=== Stated exercise ===
Write out the whole listing word for word.

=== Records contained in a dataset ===
——————
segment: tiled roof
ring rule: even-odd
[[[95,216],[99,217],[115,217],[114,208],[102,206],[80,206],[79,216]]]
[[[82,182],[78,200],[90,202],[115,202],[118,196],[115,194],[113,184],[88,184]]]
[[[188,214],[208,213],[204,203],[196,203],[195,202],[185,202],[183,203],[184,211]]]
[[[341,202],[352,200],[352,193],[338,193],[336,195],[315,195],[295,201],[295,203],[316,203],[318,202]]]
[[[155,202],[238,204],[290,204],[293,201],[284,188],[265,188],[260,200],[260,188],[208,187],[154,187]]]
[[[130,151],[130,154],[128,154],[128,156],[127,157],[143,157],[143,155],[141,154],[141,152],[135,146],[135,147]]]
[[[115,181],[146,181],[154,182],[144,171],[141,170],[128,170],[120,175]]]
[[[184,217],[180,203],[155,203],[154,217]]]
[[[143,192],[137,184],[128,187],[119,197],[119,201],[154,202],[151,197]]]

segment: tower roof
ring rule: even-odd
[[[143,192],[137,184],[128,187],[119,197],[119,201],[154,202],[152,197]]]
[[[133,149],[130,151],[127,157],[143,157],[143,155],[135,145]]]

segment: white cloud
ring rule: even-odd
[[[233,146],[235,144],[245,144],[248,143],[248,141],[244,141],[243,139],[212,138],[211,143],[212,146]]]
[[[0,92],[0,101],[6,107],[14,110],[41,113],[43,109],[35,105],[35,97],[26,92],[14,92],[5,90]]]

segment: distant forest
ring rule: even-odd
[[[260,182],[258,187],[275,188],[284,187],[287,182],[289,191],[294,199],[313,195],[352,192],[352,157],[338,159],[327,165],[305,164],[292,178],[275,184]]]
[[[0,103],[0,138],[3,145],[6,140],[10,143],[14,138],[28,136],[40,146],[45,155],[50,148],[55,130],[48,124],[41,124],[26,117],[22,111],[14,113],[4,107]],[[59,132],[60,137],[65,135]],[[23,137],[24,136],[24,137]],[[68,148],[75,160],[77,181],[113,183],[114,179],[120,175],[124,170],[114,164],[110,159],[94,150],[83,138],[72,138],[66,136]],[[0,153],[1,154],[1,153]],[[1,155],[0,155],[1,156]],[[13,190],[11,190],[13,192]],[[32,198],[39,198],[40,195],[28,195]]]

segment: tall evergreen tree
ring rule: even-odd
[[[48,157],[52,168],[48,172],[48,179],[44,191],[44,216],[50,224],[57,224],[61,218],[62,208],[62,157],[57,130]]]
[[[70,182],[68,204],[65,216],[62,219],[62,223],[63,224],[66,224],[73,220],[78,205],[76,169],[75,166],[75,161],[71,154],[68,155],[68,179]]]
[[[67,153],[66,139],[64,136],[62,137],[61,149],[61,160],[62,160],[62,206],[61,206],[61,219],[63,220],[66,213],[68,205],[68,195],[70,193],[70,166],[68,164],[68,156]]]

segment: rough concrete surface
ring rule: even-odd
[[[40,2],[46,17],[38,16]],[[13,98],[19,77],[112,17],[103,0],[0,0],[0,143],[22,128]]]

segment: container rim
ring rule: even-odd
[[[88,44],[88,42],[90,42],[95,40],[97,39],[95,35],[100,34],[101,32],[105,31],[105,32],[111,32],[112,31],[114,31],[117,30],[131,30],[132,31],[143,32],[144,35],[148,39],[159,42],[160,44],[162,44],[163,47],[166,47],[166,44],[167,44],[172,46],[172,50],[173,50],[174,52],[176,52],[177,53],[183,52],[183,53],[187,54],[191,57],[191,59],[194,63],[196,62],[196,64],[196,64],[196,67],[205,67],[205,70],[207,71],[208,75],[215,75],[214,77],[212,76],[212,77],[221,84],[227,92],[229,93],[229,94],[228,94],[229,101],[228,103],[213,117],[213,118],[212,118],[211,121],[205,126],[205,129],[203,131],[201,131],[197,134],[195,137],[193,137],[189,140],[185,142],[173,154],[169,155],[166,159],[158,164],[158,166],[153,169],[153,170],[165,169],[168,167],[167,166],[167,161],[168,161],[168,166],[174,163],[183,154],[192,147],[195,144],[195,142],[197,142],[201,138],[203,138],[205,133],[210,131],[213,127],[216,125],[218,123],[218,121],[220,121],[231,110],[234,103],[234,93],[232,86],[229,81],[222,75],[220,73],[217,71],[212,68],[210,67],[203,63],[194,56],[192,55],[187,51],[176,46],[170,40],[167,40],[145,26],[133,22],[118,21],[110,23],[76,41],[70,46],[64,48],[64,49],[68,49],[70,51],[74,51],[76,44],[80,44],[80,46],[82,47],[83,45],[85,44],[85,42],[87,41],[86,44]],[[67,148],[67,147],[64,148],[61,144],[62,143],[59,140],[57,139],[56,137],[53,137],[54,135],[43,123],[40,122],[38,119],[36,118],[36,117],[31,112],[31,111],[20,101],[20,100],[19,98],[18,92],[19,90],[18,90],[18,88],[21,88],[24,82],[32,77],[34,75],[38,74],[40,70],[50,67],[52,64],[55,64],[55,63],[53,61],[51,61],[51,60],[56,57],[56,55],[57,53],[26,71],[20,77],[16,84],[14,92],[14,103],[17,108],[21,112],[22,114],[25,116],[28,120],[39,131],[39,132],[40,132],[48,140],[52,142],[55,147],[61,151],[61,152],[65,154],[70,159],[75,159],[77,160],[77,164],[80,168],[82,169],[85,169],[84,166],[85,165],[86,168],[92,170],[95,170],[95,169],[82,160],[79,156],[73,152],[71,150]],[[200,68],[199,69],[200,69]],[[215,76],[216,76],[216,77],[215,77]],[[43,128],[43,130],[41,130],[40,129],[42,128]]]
——————
=== Correct result ===
segment: tiled roof
ring rule: even-odd
[[[95,216],[99,217],[115,217],[114,208],[102,206],[80,206],[79,216]]]
[[[82,182],[78,200],[90,202],[115,202],[118,196],[115,194],[113,184],[88,184]]]
[[[188,214],[208,213],[204,203],[196,203],[195,202],[185,202],[183,203],[184,211]]]
[[[341,202],[352,200],[352,193],[338,193],[336,195],[315,195],[295,201],[295,203],[316,203],[318,202]]]
[[[155,202],[238,204],[290,204],[293,201],[284,188],[265,188],[260,200],[260,188],[208,187],[154,187]]]
[[[130,151],[130,154],[128,154],[128,156],[127,157],[143,157],[143,155],[141,154],[141,152],[135,146],[135,147]]]
[[[115,181],[146,181],[154,182],[144,171],[141,170],[128,170],[120,175]]]
[[[184,217],[180,203],[155,203],[154,217]]]
[[[143,192],[137,184],[128,187],[119,197],[119,201],[154,202],[151,197]]]

segment: tower roof
ring rule: even-odd
[[[143,192],[137,184],[128,187],[119,197],[119,201],[154,202],[152,197]]]
[[[133,149],[130,151],[127,157],[143,157],[143,155],[135,145]]]

segment: white cloud
ring rule: even-odd
[[[233,146],[235,144],[245,144],[248,143],[248,141],[244,141],[243,139],[212,138],[211,143],[212,146]]]
[[[0,92],[0,101],[6,107],[14,110],[41,113],[43,109],[35,105],[35,97],[26,92],[14,92],[5,90]]]

segment: distant forest
ring rule: even-odd
[[[260,182],[258,187],[275,188],[284,187],[287,182],[289,191],[294,199],[313,195],[352,192],[352,157],[338,159],[327,165],[305,164],[292,178],[275,184]]]
[[[0,103],[0,138],[3,145],[6,140],[10,143],[14,138],[28,136],[40,146],[45,155],[50,148],[55,130],[48,124],[41,124],[26,117],[22,111],[14,113],[4,107]],[[59,132],[60,137],[65,135]],[[23,137],[24,136],[24,137]],[[68,148],[75,160],[77,181],[113,183],[114,179],[120,175],[124,170],[114,164],[110,159],[94,150],[83,138],[72,138],[66,136]],[[0,153],[1,154],[1,153]],[[1,155],[0,155],[1,156]],[[13,190],[11,190],[13,192]],[[32,198],[39,198],[40,195],[28,195]]]

segment: tall evergreen tree
ring rule: even-odd
[[[48,157],[52,168],[48,172],[48,179],[44,191],[44,216],[50,224],[57,224],[61,218],[62,208],[62,157],[57,130]]]
[[[70,182],[68,204],[65,216],[62,219],[62,223],[63,224],[66,224],[73,220],[78,205],[76,169],[75,166],[75,161],[71,154],[68,155],[68,179]]]
[[[67,153],[66,139],[64,136],[62,137],[61,149],[61,160],[62,160],[62,206],[61,206],[61,219],[63,220],[66,213],[68,205],[68,195],[70,193],[70,166],[68,164],[68,156]]]

segment: rough concrete surface
ring rule: even-odd
[[[40,2],[46,17],[38,16]],[[13,98],[19,77],[112,17],[103,0],[0,0],[0,143],[22,128]]]

segment: container rim
ring rule: even-odd
[[[88,44],[88,42],[90,42],[95,40],[97,39],[95,35],[100,34],[101,32],[105,31],[105,32],[111,32],[112,31],[114,31],[117,30],[131,30],[132,31],[143,32],[144,35],[148,39],[159,42],[160,44],[162,44],[163,47],[166,47],[166,44],[167,44],[172,46],[172,50],[173,50],[174,52],[176,52],[177,53],[183,52],[183,53],[187,54],[191,57],[191,59],[194,63],[196,62],[196,64],[196,64],[196,67],[205,67],[205,70],[207,71],[208,75],[215,75],[214,77],[212,76],[212,77],[221,84],[227,92],[229,93],[229,94],[228,94],[229,101],[228,103],[213,117],[213,118],[212,118],[211,121],[205,126],[205,129],[203,131],[201,131],[197,134],[195,137],[193,137],[189,140],[185,142],[173,154],[169,155],[166,159],[158,164],[158,166],[153,169],[153,170],[165,169],[168,167],[167,166],[167,161],[168,161],[168,166],[174,163],[183,154],[192,147],[195,144],[195,142],[197,142],[201,138],[203,138],[205,133],[210,131],[213,127],[216,125],[218,123],[218,121],[220,121],[231,110],[234,103],[234,93],[232,86],[229,81],[222,75],[220,73],[217,71],[212,68],[210,67],[203,63],[194,56],[192,55],[187,51],[176,46],[170,40],[167,40],[145,26],[133,22],[118,21],[110,23],[76,41],[70,46],[64,48],[64,49],[68,49],[70,51],[74,51],[76,44],[80,44],[80,46],[82,47],[83,45],[85,44],[85,42],[87,41],[86,44]],[[67,148],[67,147],[64,148],[61,144],[62,143],[59,140],[57,139],[56,137],[53,137],[54,135],[43,123],[40,122],[38,119],[36,118],[36,117],[31,112],[31,111],[20,101],[20,100],[19,98],[18,92],[19,90],[18,90],[18,88],[21,88],[24,82],[32,77],[34,75],[38,74],[40,70],[50,67],[52,64],[55,64],[55,63],[53,61],[51,61],[51,60],[56,57],[56,55],[57,53],[26,71],[20,77],[16,84],[14,92],[14,103],[17,108],[21,112],[22,114],[25,116],[28,120],[39,131],[39,132],[40,132],[48,140],[52,142],[55,147],[61,151],[61,152],[65,154],[70,159],[75,159],[77,160],[77,164],[80,168],[82,169],[85,169],[84,166],[85,165],[86,168],[92,170],[95,170],[95,169],[82,160],[79,156],[73,152],[71,150]],[[200,68],[199,69],[200,69]],[[215,76],[216,76],[216,77],[215,77]],[[43,128],[43,130],[41,130],[40,129],[42,128]]]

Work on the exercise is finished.